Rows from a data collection
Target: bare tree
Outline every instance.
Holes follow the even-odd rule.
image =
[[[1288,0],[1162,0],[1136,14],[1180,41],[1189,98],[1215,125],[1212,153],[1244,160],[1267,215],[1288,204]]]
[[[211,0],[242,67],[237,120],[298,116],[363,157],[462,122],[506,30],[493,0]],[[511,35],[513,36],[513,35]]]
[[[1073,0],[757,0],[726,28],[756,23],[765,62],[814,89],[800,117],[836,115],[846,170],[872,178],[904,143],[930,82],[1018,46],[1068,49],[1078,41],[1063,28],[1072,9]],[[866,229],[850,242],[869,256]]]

...

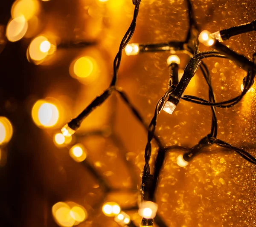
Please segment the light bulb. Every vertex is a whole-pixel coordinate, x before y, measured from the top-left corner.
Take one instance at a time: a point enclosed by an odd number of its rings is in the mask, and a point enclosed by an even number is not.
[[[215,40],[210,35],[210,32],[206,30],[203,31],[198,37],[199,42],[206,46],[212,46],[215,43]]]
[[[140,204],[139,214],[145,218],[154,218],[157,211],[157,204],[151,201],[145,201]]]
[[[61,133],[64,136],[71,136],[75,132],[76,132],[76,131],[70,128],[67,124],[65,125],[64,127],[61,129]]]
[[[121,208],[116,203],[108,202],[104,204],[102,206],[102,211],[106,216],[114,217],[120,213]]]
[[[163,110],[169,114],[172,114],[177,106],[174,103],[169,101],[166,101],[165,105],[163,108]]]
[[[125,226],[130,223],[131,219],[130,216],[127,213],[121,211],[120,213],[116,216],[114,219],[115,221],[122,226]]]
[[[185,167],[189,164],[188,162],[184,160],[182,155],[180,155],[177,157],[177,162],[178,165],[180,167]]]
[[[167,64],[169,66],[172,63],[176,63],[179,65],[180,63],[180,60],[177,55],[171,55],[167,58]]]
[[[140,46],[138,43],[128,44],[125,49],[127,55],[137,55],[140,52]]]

> **THE TASK**
Show each line in the rows above that contains the word "instance".

> **REPLY**
Outline every instance.
Take one instance at a time: a point enclosed by an odd number of its rings is in the mask, and a point enclosed by an even number is not.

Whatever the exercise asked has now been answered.